* [SUPPLIED TEXT]:

-- Start --

# Is the forum partnered with Viglink?



## sigma1914

I was reading a post HERE and noticed the word 'Satellite' had a link embedded. When I rolled the mouse over it, a little window appeared to buy satellite equipment on ebay. It indicated it was powered by Viglink.

Is this the forum or my PC/browser?


----------



## RACJ2

I don't see that, so maybe its your browser. Although after further review, I see a link on the word eBay in your post that takes me to eBay.


----------



## SayWhat?

I don't see it. I've seen similar on other boards, but not here.


----------



## P Smith

Doesn't look as it done by the forum's vB - I see noting in FF+ABP from that page


----------



## sigma1914

RACJ2 said:


> I don't see that, so maybe its your browser. Although after further review, I see a link on the word eBay in your post that takes me to eBay.


Yeah, I see that too, but didn't add it. What's it say when you hover over ebay? Mine says, "Link added by VigLink."


----------



## RACJ2

It says "Link added by VigLink". I turned off my Adblock from my browser, thats when I saw that. Now that its off, I see the Satellite link as well.


----------



## Laxguy

I posted about this yesterday in another thread, where I wrote "iPad2" and it came up with a link to eBay, and when I posted the word "eBay" in a followup post, there was a link to their home page.

I'm using Chrome onna Mac.


----------



## SayWhat?

RACJ2 said:


> It says "Link added by VigLink". I turned off my Adblock from my browser, thats when I saw that. Now that its off, I see the Satellite link as well.

-- End --

* [STATED TASK A]: Decide whether each statement agrees with the forum thread about VigLink, answering yes or no and quoting the deciding words of the thread: (i) RACJ2 saw the Satellite link after turning off Adblock; (ii) Laxguy is using Firefox on a Mac; (iii) SayWhat? has seen similar links on other boards.
The records have nothing to do with the forum thread about VigLink.

* [RECORDS PROVIDED]:
-- Start --

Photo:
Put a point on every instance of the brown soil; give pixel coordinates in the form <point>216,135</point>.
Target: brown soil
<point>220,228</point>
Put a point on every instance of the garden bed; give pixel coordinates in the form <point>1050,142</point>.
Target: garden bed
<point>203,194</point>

-- End --

* [STATED TASK B]: Please turn every line of the records into a JSON list of strings, one string per line, leaving out blank lines.

* [FULL OUTPUT A]:
(i) Yes: "I turned off my Adblock from my browser, thats when I saw that. Now that its off, I see the Satellite link as well."
(ii) No: "I'm using Chrome onna Mac."
(iii) Yes: "I've seen similar on other boards, but not here."

* [FULL OUTPUT B]:
[
  "Photo:",
  "Put a point on every instance of the brown soil; give pixel coordinates in the form <point>216,135</point>.",
  "Target: brown soil",
  "<point>220,228</point>",
  "Put a point on every instance of the garden bed; give pixel coordinates in the form <point>1050,142</point>.",
  "Target: garden bed",
  "<point>203,194</point>"
]